Dataset records:
#####

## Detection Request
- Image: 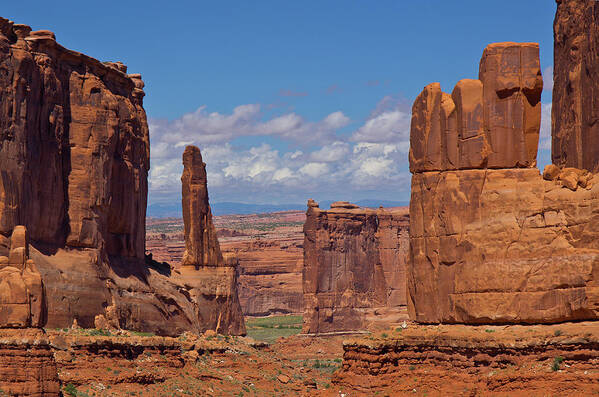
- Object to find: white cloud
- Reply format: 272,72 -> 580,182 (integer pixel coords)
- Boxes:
351,96 -> 411,147
150,104 -> 350,147
149,97 -> 410,203
310,141 -> 350,163
543,65 -> 553,93
299,163 -> 329,178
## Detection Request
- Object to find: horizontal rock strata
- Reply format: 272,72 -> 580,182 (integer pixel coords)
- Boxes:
303,201 -> 407,333
333,323 -> 599,396
407,43 -> 599,324
0,328 -> 62,397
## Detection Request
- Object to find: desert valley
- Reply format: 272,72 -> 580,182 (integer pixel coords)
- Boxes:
0,0 -> 599,397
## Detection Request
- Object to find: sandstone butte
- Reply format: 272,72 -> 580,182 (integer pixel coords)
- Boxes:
302,200 -> 408,334
551,0 -> 599,172
0,18 -> 245,335
407,33 -> 599,324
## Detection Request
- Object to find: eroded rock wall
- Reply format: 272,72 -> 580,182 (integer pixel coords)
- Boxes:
551,0 -> 599,172
0,328 -> 62,397
407,43 -> 599,323
0,18 -> 244,335
303,200 -> 407,333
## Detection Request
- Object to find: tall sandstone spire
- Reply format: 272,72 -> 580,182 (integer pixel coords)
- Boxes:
181,146 -> 223,266
181,146 -> 245,335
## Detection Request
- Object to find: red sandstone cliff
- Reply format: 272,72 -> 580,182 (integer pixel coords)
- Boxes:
408,43 -> 599,323
0,18 -> 243,335
551,0 -> 599,172
303,200 -> 407,333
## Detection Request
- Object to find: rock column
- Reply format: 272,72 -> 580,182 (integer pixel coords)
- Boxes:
181,146 -> 245,335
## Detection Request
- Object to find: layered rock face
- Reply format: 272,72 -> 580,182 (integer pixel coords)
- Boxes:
410,43 -> 543,173
0,328 -> 62,397
0,225 -> 60,397
551,0 -> 599,172
303,200 -> 408,333
0,19 -> 149,259
408,43 -> 599,323
0,18 -> 244,335
180,146 -> 245,335
0,226 -> 46,328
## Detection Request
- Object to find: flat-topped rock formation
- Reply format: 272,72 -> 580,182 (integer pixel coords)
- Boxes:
410,43 -> 543,173
551,0 -> 599,172
408,43 -> 599,323
303,200 -> 408,333
180,146 -> 245,335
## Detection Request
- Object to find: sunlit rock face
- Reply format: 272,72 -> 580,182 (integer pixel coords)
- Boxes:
303,200 -> 408,333
407,41 -> 599,324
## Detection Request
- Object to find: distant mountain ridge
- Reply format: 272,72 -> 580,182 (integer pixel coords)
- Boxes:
147,199 -> 409,218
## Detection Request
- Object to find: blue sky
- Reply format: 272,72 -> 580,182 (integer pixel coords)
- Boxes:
2,0 -> 555,203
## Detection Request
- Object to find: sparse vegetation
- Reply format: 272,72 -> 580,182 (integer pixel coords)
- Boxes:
245,316 -> 302,343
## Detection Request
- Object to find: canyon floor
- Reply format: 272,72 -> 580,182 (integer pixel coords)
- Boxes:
120,211 -> 599,397
146,211 -> 306,316
19,316 -> 599,397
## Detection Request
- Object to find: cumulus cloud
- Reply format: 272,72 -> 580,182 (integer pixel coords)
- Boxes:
279,90 -> 308,97
150,104 -> 350,148
149,97 -> 410,202
351,96 -> 411,147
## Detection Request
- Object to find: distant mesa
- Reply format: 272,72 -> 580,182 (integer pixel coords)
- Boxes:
303,200 -> 408,334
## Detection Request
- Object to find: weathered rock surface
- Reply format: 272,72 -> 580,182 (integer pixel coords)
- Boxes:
407,44 -> 599,323
0,18 -> 241,335
180,146 -> 245,335
408,169 -> 599,323
551,0 -> 599,172
146,211 -> 306,316
303,200 -> 408,333
410,43 -> 543,172
0,226 -> 46,328
0,328 -> 62,397
332,322 -> 599,397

#####

**PROBLEM DETAILS**.
Reproduce the records from the beginning through the line containing "407,41 -> 599,324", inclusive, swapping every "Object to find" for "Target" and changing nothing else. Leave the pictures out of your answer.

**PROBLEM SOLUTION**.
## Detection Request
- Image: 
- Target: white cloud
- Reply format: 272,72 -> 580,182 (integer pixel coords)
- Boxes:
351,96 -> 411,147
150,104 -> 350,147
149,97 -> 410,203
310,141 -> 350,163
543,65 -> 553,93
299,163 -> 329,178
## Detection Request
- Target: horizontal rock strata
- Reply format: 272,72 -> 580,182 (integer pixel coords)
- Boxes:
303,201 -> 407,333
333,323 -> 599,396
407,43 -> 599,324
0,328 -> 62,397
## Detection Request
- Target: desert valley
- Reply format: 272,72 -> 580,182 (integer pixel coords)
- Boxes:
0,0 -> 599,397
## Detection Request
- Target: sandstone butte
- Reply format: 272,72 -> 580,182 (integer pixel coords)
- Boxes:
302,200 -> 408,334
551,0 -> 599,172
0,18 -> 245,335
407,33 -> 599,324
## Detection Request
- Target: eroded rock wall
- Reply format: 272,72 -> 580,182 (integer pixel coords)
- Boxes:
551,0 -> 599,172
0,328 -> 62,397
407,43 -> 599,323
0,18 -> 244,335
303,200 -> 407,333
## Detection Request
- Target: tall sandstone spire
- Reply format: 272,72 -> 580,182 (integer pixel coords)
- Boxes:
181,146 -> 223,266
181,146 -> 245,335
## Detection Request
- Target: red sandstone cliff
- Reply format: 272,72 -> 580,182 (integer pixel coords)
- Boxes:
408,43 -> 599,323
0,18 -> 243,335
551,0 -> 599,172
303,200 -> 407,333
## Detection Request
- Target: rock column
- Reply format: 272,72 -> 580,182 (integer pixel coords)
- Boxes:
181,146 -> 245,335
## Detection Request
- Target: layered rock face
- Reply format: 272,72 -> 580,182 (integer pixel coords)
- Boxes:
410,43 -> 543,173
0,328 -> 62,397
0,225 -> 60,397
551,0 -> 599,172
303,200 -> 408,333
0,19 -> 149,259
408,43 -> 599,323
0,18 -> 244,335
180,146 -> 245,335
0,226 -> 46,328
## Detection Request
- Target: flat-topped rock formation
- Reply format: 272,72 -> 580,182 (integer pixel coords)
- Boxes:
410,43 -> 543,173
551,0 -> 599,172
408,43 -> 599,323
303,200 -> 408,333
180,146 -> 245,335
## Detection Request
- Target: sunlit rock face
- Reply format: 272,72 -> 580,182 (integer pixel coords)
- Boxes:
303,200 -> 408,333
407,41 -> 599,324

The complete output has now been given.